Data for processing START
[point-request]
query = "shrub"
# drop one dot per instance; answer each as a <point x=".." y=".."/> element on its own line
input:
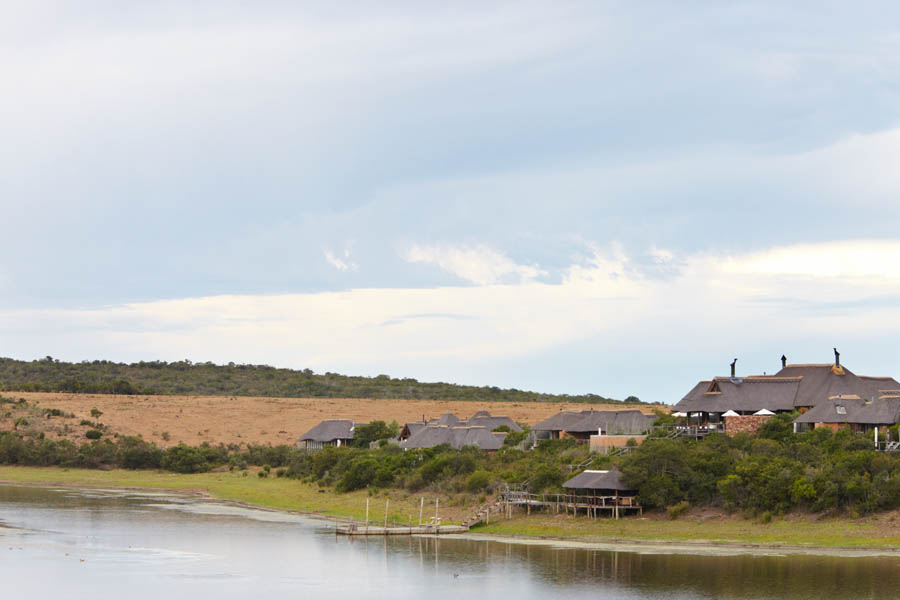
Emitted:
<point x="478" y="481"/>
<point x="184" y="459"/>
<point x="676" y="510"/>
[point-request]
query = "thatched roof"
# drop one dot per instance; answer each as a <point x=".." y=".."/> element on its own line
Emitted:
<point x="485" y="419"/>
<point x="824" y="381"/>
<point x="330" y="430"/>
<point x="741" y="394"/>
<point x="590" y="421"/>
<point x="435" y="435"/>
<point x="482" y="418"/>
<point x="794" y="386"/>
<point x="880" y="411"/>
<point x="598" y="480"/>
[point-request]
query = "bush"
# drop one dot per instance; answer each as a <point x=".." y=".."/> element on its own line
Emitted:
<point x="478" y="481"/>
<point x="184" y="459"/>
<point x="676" y="510"/>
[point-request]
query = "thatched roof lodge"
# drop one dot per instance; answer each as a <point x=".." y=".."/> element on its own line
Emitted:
<point x="331" y="432"/>
<point x="481" y="418"/>
<point x="859" y="414"/>
<point x="795" y="386"/>
<point x="457" y="437"/>
<point x="601" y="491"/>
<point x="582" y="425"/>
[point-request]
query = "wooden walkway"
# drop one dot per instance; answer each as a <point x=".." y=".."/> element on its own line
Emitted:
<point x="363" y="529"/>
<point x="593" y="506"/>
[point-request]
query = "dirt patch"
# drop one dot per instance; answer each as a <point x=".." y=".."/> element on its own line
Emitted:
<point x="168" y="420"/>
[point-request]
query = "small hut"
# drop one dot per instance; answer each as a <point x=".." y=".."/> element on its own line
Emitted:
<point x="331" y="432"/>
<point x="600" y="491"/>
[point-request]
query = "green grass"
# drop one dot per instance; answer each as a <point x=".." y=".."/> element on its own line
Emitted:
<point x="271" y="492"/>
<point x="875" y="532"/>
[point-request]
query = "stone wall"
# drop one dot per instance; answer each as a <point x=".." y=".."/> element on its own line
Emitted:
<point x="748" y="424"/>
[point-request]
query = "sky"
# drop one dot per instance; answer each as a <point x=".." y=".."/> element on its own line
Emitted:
<point x="614" y="198"/>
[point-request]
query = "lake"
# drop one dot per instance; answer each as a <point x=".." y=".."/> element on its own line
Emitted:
<point x="72" y="543"/>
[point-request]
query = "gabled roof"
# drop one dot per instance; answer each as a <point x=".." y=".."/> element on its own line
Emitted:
<point x="741" y="394"/>
<point x="824" y="381"/>
<point x="591" y="421"/>
<point x="447" y="419"/>
<point x="457" y="437"/>
<point x="490" y="422"/>
<point x="794" y="386"/>
<point x="598" y="480"/>
<point x="330" y="430"/>
<point x="482" y="418"/>
<point x="880" y="411"/>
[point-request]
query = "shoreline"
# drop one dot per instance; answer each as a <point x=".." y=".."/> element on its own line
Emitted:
<point x="641" y="546"/>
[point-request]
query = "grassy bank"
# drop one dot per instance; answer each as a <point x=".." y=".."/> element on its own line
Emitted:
<point x="271" y="492"/>
<point x="881" y="531"/>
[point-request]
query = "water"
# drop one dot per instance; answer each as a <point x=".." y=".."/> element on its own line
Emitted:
<point x="68" y="543"/>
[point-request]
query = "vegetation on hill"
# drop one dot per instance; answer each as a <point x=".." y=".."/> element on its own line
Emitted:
<point x="771" y="473"/>
<point x="208" y="379"/>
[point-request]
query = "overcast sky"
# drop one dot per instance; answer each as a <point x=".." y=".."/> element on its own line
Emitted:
<point x="606" y="197"/>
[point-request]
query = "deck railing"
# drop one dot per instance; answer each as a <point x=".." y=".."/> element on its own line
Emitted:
<point x="525" y="498"/>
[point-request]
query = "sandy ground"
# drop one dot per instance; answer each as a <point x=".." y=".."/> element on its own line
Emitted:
<point x="243" y="420"/>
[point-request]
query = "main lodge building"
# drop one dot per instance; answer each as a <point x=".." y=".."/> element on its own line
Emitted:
<point x="826" y="391"/>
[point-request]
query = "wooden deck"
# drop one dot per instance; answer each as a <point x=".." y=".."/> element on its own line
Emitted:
<point x="363" y="529"/>
<point x="593" y="506"/>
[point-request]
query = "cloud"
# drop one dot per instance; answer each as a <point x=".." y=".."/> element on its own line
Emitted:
<point x="341" y="264"/>
<point x="606" y="314"/>
<point x="477" y="264"/>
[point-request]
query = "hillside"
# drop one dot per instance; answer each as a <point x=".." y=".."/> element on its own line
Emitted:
<point x="208" y="379"/>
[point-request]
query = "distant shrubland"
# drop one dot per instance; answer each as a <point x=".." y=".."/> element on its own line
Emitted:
<point x="208" y="379"/>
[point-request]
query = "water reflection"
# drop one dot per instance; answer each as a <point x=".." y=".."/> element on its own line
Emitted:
<point x="106" y="544"/>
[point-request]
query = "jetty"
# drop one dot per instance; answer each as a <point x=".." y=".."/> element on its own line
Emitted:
<point x="363" y="529"/>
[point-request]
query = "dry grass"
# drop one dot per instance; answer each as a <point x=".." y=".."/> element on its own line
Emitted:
<point x="242" y="420"/>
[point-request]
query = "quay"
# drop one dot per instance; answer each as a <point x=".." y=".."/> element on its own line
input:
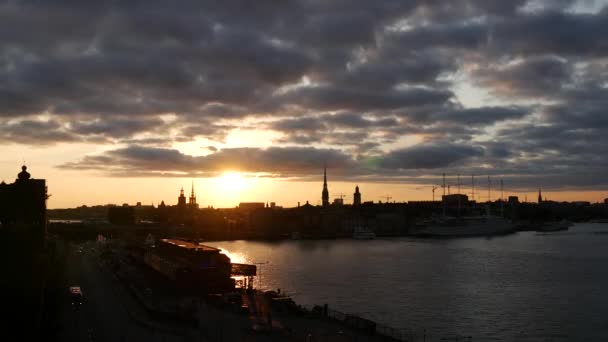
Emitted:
<point x="239" y="314"/>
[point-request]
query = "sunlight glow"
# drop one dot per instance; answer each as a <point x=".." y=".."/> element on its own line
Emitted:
<point x="232" y="181"/>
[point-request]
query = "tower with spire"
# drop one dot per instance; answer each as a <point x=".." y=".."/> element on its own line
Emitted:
<point x="357" y="196"/>
<point x="181" y="200"/>
<point x="325" y="192"/>
<point x="192" y="199"/>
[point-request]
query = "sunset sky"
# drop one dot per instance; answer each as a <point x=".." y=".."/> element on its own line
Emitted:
<point x="126" y="101"/>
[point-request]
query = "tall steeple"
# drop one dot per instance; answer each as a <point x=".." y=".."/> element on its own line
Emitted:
<point x="325" y="192"/>
<point x="192" y="199"/>
<point x="357" y="196"/>
<point x="181" y="200"/>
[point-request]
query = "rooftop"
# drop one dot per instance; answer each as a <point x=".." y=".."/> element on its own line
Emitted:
<point x="190" y="245"/>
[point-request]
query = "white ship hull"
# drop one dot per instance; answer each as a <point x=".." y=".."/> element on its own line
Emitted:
<point x="478" y="226"/>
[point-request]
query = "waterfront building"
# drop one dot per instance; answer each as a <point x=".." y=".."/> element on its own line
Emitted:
<point x="190" y="266"/>
<point x="23" y="205"/>
<point x="357" y="196"/>
<point x="325" y="192"/>
<point x="248" y="206"/>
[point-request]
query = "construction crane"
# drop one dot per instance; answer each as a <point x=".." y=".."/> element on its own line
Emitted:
<point x="433" y="188"/>
<point x="388" y="198"/>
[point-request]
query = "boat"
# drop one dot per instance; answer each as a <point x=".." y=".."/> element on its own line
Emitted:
<point x="554" y="226"/>
<point x="464" y="226"/>
<point x="361" y="232"/>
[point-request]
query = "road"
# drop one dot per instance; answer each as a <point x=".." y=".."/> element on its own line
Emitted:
<point x="108" y="313"/>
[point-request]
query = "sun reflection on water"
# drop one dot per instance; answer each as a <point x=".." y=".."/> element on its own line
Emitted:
<point x="235" y="257"/>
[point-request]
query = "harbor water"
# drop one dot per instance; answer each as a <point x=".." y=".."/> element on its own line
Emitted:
<point x="526" y="286"/>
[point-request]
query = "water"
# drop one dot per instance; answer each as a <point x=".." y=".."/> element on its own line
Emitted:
<point x="525" y="287"/>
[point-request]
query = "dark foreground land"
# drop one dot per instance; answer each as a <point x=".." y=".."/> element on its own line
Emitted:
<point x="118" y="305"/>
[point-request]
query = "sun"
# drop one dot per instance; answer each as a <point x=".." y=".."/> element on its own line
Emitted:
<point x="232" y="181"/>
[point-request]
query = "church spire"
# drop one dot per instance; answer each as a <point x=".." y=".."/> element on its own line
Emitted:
<point x="325" y="192"/>
<point x="192" y="199"/>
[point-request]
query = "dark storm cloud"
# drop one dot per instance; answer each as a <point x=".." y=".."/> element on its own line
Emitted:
<point x="429" y="156"/>
<point x="532" y="77"/>
<point x="34" y="132"/>
<point x="327" y="98"/>
<point x="352" y="75"/>
<point x="284" y="161"/>
<point x="479" y="116"/>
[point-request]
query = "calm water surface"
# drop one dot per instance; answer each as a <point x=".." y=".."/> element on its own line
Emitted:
<point x="524" y="287"/>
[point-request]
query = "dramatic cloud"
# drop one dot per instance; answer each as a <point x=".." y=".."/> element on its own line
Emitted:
<point x="385" y="89"/>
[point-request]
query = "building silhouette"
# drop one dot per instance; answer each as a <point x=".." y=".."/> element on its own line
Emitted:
<point x="357" y="196"/>
<point x="325" y="192"/>
<point x="181" y="200"/>
<point x="192" y="200"/>
<point x="23" y="205"/>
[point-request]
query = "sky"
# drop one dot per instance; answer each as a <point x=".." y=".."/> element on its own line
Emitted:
<point x="126" y="101"/>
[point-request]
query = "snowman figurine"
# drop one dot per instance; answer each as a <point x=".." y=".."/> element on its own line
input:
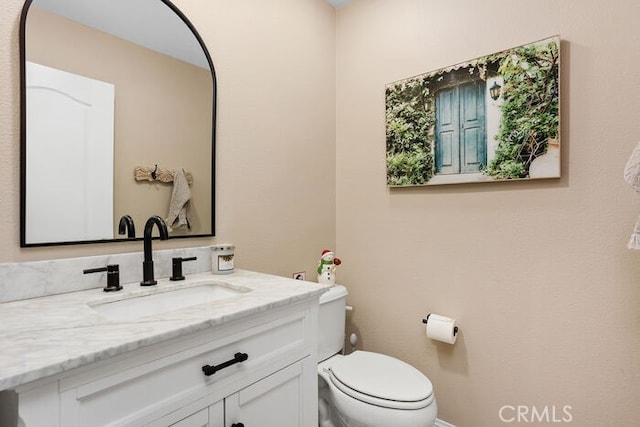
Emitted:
<point x="327" y="268"/>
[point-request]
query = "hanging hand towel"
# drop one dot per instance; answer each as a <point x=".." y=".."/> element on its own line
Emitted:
<point x="632" y="170"/>
<point x="180" y="197"/>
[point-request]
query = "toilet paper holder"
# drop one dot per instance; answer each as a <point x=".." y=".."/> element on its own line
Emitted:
<point x="426" y="320"/>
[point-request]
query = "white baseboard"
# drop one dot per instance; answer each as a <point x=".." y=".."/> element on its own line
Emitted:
<point x="440" y="423"/>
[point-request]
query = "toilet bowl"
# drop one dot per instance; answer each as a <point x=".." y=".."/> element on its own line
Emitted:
<point x="365" y="389"/>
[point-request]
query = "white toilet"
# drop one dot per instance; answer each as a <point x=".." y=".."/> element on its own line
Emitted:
<point x="365" y="389"/>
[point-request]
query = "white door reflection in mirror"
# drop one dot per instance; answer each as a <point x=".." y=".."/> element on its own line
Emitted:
<point x="69" y="156"/>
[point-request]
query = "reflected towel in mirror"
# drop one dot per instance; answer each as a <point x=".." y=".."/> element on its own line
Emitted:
<point x="178" y="206"/>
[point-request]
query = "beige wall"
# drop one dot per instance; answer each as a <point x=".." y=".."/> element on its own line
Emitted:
<point x="536" y="273"/>
<point x="275" y="133"/>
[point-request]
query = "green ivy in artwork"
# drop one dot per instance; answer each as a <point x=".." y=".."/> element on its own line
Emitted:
<point x="409" y="133"/>
<point x="529" y="110"/>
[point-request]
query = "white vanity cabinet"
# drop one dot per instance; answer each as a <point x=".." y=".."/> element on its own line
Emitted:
<point x="164" y="384"/>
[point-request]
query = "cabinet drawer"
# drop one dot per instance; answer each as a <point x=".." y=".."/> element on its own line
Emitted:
<point x="161" y="384"/>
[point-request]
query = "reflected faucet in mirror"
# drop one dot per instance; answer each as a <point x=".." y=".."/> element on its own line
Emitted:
<point x="126" y="226"/>
<point x="147" y="266"/>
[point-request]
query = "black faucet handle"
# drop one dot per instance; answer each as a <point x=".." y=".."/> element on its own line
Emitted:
<point x="126" y="225"/>
<point x="176" y="264"/>
<point x="113" y="276"/>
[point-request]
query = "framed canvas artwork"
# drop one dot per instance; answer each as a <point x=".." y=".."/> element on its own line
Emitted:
<point x="493" y="118"/>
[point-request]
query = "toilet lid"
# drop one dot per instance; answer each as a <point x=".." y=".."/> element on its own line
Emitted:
<point x="381" y="378"/>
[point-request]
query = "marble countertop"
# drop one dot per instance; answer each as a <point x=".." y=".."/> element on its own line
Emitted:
<point x="45" y="336"/>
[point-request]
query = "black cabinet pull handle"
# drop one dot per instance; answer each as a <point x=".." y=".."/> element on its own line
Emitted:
<point x="212" y="369"/>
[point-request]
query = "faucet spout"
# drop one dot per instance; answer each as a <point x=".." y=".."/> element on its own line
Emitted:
<point x="147" y="266"/>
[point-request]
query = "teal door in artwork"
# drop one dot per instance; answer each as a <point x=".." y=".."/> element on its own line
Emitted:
<point x="461" y="141"/>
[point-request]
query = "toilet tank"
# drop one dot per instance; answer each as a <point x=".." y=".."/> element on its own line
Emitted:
<point x="331" y="321"/>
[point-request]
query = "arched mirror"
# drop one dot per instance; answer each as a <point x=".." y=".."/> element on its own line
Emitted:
<point x="118" y="118"/>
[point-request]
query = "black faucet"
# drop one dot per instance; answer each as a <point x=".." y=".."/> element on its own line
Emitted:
<point x="147" y="265"/>
<point x="126" y="225"/>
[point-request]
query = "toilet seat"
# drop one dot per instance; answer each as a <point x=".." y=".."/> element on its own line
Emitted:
<point x="381" y="380"/>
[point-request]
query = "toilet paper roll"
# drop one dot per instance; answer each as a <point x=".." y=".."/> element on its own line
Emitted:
<point x="442" y="328"/>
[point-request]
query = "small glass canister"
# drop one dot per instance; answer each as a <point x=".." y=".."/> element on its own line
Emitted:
<point x="222" y="258"/>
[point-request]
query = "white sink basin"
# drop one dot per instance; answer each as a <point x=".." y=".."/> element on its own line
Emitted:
<point x="164" y="301"/>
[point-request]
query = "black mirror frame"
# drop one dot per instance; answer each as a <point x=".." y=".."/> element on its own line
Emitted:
<point x="23" y="135"/>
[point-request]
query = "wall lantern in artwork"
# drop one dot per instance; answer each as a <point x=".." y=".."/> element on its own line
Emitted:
<point x="492" y="118"/>
<point x="495" y="91"/>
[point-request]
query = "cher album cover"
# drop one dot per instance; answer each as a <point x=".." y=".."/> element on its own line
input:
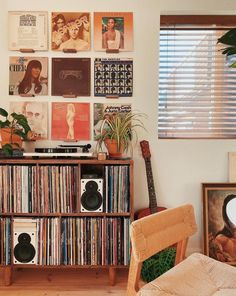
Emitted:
<point x="113" y="31"/>
<point x="71" y="76"/>
<point x="28" y="76"/>
<point x="70" y="121"/>
<point x="70" y="30"/>
<point x="36" y="114"/>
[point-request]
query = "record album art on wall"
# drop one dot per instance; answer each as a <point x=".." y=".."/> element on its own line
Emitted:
<point x="219" y="210"/>
<point x="113" y="31"/>
<point x="71" y="76"/>
<point x="103" y="111"/>
<point x="70" y="31"/>
<point x="70" y="121"/>
<point x="28" y="30"/>
<point x="28" y="76"/>
<point x="113" y="77"/>
<point x="36" y="114"/>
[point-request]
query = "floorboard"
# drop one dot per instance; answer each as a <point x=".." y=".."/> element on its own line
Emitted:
<point x="68" y="282"/>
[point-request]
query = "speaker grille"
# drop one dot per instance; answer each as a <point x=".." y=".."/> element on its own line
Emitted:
<point x="91" y="201"/>
<point x="24" y="251"/>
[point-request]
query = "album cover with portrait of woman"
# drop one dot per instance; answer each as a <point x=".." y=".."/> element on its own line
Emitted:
<point x="28" y="76"/>
<point x="70" y="31"/>
<point x="113" y="77"/>
<point x="28" y="30"/>
<point x="113" y="31"/>
<point x="70" y="121"/>
<point x="37" y="115"/>
<point x="71" y="76"/>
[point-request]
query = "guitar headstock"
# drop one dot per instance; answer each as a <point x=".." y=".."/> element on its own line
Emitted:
<point x="145" y="149"/>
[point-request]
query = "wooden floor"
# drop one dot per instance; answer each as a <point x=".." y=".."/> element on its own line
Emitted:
<point x="76" y="282"/>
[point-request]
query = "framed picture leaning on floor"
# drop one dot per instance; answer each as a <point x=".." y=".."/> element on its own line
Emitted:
<point x="219" y="212"/>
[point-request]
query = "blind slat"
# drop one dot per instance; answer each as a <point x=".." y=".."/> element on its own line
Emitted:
<point x="197" y="90"/>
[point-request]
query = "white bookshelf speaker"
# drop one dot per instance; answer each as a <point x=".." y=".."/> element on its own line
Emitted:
<point x="91" y="199"/>
<point x="25" y="241"/>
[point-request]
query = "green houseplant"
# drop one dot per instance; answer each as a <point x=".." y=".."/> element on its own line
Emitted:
<point x="229" y="39"/>
<point x="117" y="132"/>
<point x="13" y="129"/>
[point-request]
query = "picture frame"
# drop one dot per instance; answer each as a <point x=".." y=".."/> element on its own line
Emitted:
<point x="28" y="76"/>
<point x="36" y="113"/>
<point x="113" y="31"/>
<point x="28" y="30"/>
<point x="70" y="31"/>
<point x="232" y="166"/>
<point x="101" y="110"/>
<point x="219" y="220"/>
<point x="71" y="77"/>
<point x="70" y="121"/>
<point x="113" y="77"/>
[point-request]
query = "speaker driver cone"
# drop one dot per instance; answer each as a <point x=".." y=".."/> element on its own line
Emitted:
<point x="24" y="251"/>
<point x="91" y="201"/>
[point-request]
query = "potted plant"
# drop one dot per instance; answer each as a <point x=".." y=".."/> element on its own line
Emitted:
<point x="117" y="132"/>
<point x="13" y="129"/>
<point x="229" y="39"/>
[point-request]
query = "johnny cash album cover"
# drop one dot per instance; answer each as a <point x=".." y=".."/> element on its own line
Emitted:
<point x="113" y="77"/>
<point x="71" y="76"/>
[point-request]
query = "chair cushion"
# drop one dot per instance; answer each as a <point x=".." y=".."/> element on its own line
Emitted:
<point x="198" y="275"/>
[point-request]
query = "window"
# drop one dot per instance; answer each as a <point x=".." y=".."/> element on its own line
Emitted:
<point x="197" y="88"/>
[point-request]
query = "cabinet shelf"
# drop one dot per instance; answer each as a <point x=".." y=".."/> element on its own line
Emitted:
<point x="53" y="200"/>
<point x="87" y="214"/>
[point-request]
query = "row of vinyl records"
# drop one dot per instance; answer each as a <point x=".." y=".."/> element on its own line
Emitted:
<point x="54" y="189"/>
<point x="74" y="241"/>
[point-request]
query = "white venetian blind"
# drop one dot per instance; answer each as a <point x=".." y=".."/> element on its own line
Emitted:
<point x="197" y="88"/>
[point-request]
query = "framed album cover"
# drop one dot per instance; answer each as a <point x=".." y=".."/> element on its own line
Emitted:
<point x="28" y="30"/>
<point x="113" y="31"/>
<point x="28" y="76"/>
<point x="113" y="77"/>
<point x="70" y="31"/>
<point x="70" y="121"/>
<point x="36" y="114"/>
<point x="102" y="111"/>
<point x="219" y="212"/>
<point x="71" y="76"/>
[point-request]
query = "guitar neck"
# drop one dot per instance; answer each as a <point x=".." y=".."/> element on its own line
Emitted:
<point x="151" y="188"/>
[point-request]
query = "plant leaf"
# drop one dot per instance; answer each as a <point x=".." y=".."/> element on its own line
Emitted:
<point x="3" y="112"/>
<point x="228" y="38"/>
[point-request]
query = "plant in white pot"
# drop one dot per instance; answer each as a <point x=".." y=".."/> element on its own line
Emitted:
<point x="118" y="131"/>
<point x="13" y="129"/>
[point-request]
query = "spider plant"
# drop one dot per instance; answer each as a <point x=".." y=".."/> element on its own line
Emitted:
<point x="229" y="39"/>
<point x="121" y="128"/>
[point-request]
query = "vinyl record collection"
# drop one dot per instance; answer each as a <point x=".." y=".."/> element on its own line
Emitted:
<point x="117" y="189"/>
<point x="57" y="190"/>
<point x="5" y="242"/>
<point x="75" y="241"/>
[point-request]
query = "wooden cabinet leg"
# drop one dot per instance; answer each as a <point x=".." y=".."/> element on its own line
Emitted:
<point x="7" y="275"/>
<point x="112" y="276"/>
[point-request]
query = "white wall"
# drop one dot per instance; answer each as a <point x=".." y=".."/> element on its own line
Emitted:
<point x="179" y="166"/>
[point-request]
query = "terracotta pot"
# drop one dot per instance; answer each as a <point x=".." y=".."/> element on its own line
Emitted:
<point x="112" y="149"/>
<point x="5" y="134"/>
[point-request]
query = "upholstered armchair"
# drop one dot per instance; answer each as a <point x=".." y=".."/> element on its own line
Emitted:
<point x="197" y="275"/>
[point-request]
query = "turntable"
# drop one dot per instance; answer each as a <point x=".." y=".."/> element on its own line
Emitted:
<point x="63" y="151"/>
Data for processing END
■ **Task to carry out**
Whenever a line in the records above contains the string "with", copy that line.

■ **Exercise response**
query = "tower with spire"
query = "album cover with portrait of woman"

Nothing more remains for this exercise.